== Work to be completed ==
In the text on xR below, condense the paragraph beginning "In Augmented and true Mixed Reality" into one shorter sentence that keeps its main facts.

== Supplied text ==

----------

This is by no means a full investigation and mainly reference other articles, but makes for an interesting topic so I’ll use the TL;DR title as there is a lot of info here.


Firstly a definition – xR  refers to the various types of Reality available

  • Virtual Reality
  • Augmented Reality
  • Mixed Reality

Secondly – Everyone is different and xR may affect a person different ways if at all

Thirdly – I’m not trying to put anyone off using or trying an xR platform in any way.

Important note though – some if not all makers of xR equipment don’t recommend anyone with epileptic conditions or special sensitivities use headsets. You should check that vendors product details for further information on this.

If you Google (other search engines are available Virtual Reality Medical Complications then a fair few hits come back, but a lot less for Augmented and Mixed if any.

In Augmented and true Mixed Reality, you can see the real world and overlay virtual things on it. As the body can still see the real world it knows the effects are much less than putting a headset on and being immersed in a completely virtual world.

----------

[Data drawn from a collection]
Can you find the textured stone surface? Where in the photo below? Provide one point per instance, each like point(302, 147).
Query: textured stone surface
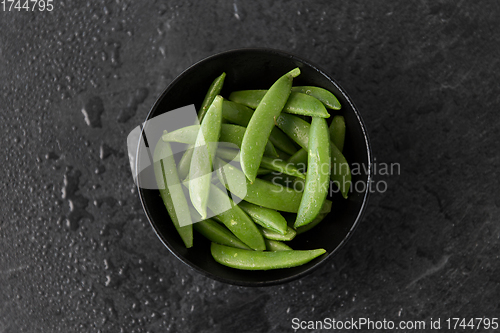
point(78, 255)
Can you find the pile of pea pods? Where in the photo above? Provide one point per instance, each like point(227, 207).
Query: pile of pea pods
point(280, 131)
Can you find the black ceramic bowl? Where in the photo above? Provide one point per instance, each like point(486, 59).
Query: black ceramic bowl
point(258, 69)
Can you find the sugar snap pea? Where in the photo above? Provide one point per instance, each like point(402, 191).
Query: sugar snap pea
point(200, 172)
point(298, 130)
point(325, 96)
point(235, 219)
point(299, 159)
point(288, 181)
point(234, 134)
point(273, 164)
point(271, 234)
point(262, 122)
point(266, 217)
point(213, 91)
point(171, 192)
point(185, 162)
point(318, 173)
point(260, 192)
point(297, 103)
point(262, 260)
point(186, 135)
point(229, 133)
point(217, 233)
point(325, 210)
point(337, 131)
point(272, 245)
point(240, 114)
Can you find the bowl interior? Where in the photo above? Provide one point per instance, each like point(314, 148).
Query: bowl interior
point(258, 69)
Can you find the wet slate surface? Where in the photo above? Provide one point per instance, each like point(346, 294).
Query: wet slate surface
point(76, 252)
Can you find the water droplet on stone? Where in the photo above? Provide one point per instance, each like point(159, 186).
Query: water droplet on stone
point(92, 111)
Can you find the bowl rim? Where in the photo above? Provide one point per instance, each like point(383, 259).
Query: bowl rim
point(366, 195)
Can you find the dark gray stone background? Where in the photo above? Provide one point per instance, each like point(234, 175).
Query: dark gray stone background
point(76, 251)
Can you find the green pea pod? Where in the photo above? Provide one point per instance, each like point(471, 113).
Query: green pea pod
point(229, 133)
point(186, 135)
point(299, 159)
point(235, 219)
point(305, 105)
point(185, 162)
point(318, 173)
point(217, 233)
point(234, 134)
point(325, 210)
point(320, 217)
point(282, 142)
point(212, 92)
point(337, 132)
point(298, 130)
point(170, 191)
point(200, 172)
point(262, 122)
point(266, 217)
point(272, 245)
point(297, 103)
point(260, 192)
point(265, 260)
point(273, 164)
point(282, 155)
point(240, 114)
point(325, 96)
point(271, 234)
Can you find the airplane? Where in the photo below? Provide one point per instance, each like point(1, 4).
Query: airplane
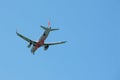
point(41, 42)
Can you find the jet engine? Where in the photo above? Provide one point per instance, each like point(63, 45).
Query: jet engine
point(46, 47)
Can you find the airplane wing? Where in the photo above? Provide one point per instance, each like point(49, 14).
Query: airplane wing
point(25, 38)
point(55, 43)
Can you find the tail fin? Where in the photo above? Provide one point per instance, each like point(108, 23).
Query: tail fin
point(48, 28)
point(45, 28)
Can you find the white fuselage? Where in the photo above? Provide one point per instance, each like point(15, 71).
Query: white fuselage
point(41, 40)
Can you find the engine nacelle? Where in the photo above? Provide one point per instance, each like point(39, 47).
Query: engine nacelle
point(46, 47)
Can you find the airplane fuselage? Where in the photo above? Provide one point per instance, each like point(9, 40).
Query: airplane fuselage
point(40, 41)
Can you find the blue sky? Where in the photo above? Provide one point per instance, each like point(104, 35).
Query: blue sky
point(91, 27)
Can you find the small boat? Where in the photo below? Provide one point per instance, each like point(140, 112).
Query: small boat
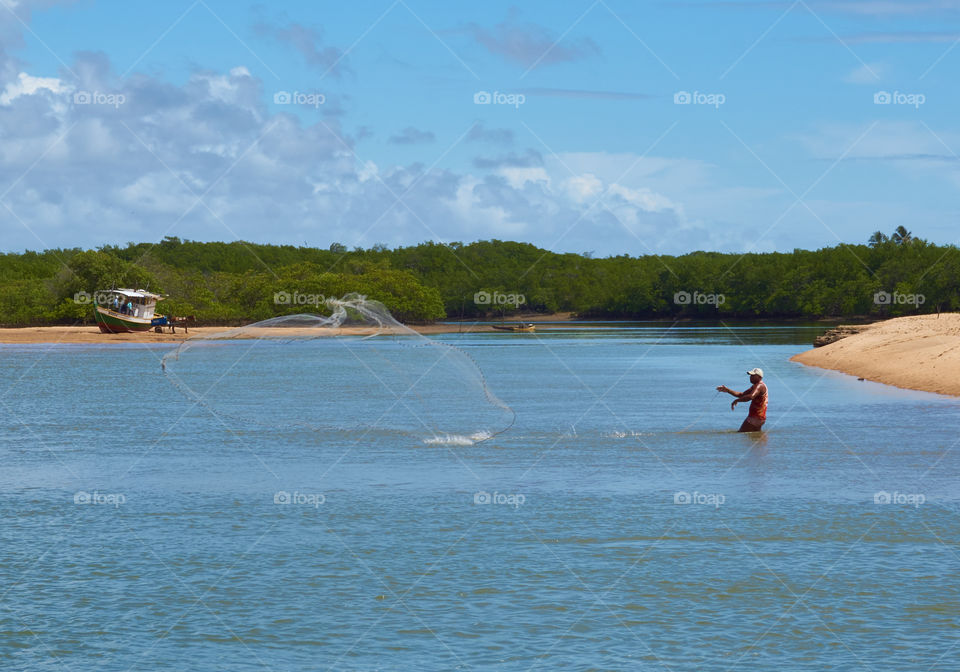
point(528, 327)
point(119, 311)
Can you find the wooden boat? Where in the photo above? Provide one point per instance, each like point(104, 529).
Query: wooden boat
point(120, 311)
point(528, 327)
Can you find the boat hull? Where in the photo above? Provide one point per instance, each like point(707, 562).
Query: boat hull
point(115, 323)
point(508, 328)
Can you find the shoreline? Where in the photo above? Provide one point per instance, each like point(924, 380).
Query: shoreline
point(91, 334)
point(919, 352)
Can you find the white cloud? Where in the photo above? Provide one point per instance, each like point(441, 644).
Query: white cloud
point(26, 85)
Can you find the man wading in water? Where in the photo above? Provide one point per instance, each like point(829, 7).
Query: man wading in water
point(757, 396)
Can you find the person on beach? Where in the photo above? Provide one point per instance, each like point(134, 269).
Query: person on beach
point(756, 395)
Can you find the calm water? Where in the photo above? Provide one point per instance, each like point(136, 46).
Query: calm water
point(182, 554)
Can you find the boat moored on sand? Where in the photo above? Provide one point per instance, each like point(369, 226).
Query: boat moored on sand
point(119, 311)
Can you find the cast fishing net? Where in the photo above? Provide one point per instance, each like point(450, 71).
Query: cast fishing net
point(357, 371)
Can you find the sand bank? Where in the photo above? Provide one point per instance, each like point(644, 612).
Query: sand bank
point(920, 352)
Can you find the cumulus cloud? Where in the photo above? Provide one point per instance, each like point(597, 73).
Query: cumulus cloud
point(528, 159)
point(92, 158)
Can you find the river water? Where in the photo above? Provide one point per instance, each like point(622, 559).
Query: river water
point(621, 523)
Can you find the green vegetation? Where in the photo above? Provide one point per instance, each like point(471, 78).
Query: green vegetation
point(222, 283)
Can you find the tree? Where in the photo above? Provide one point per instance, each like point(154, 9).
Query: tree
point(901, 236)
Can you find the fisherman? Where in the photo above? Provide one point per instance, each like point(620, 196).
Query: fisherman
point(756, 395)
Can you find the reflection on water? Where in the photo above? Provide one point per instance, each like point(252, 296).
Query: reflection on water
point(622, 523)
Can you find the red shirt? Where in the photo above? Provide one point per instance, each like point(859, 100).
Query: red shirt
point(758, 405)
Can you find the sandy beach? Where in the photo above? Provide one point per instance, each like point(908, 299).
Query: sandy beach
point(920, 352)
point(90, 334)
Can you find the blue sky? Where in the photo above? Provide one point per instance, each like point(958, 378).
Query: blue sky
point(588, 147)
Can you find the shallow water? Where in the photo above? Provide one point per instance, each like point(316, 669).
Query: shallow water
point(556, 545)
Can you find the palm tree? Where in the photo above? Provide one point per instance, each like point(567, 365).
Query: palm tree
point(901, 236)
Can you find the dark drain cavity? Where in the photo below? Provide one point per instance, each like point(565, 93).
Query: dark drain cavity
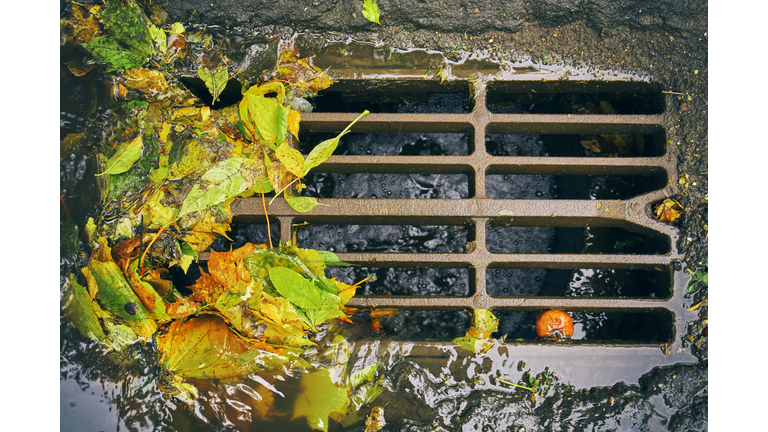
point(574, 98)
point(507, 197)
point(393, 144)
point(573, 240)
point(585, 282)
point(394, 97)
point(573, 145)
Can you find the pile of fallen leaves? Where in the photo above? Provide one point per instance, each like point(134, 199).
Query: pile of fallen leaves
point(170, 168)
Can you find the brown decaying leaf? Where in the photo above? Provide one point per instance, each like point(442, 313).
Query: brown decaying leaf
point(82, 26)
point(668, 211)
point(376, 316)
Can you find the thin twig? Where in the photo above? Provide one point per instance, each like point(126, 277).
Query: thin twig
point(264, 203)
point(144, 254)
point(517, 385)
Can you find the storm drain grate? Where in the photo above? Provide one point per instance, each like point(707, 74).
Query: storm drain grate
point(490, 216)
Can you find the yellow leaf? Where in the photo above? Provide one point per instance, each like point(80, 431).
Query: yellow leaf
point(294, 118)
point(291, 159)
point(668, 211)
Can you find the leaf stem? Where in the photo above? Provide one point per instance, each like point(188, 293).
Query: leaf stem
point(517, 385)
point(283, 189)
point(264, 203)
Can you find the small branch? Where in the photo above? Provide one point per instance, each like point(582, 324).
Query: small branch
point(517, 385)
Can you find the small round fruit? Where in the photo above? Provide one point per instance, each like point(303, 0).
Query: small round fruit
point(554, 323)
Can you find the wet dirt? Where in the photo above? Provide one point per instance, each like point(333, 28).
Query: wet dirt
point(665, 40)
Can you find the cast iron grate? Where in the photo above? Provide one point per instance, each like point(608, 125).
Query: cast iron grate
point(491, 115)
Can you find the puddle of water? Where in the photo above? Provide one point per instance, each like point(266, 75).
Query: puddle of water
point(348, 58)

----------

== Finished task ==
Augmented and true Mixed Reality overlay virtual things on a real world that stays visible, so the effects on the body are much less than with full immersion in a virtual world through a headset.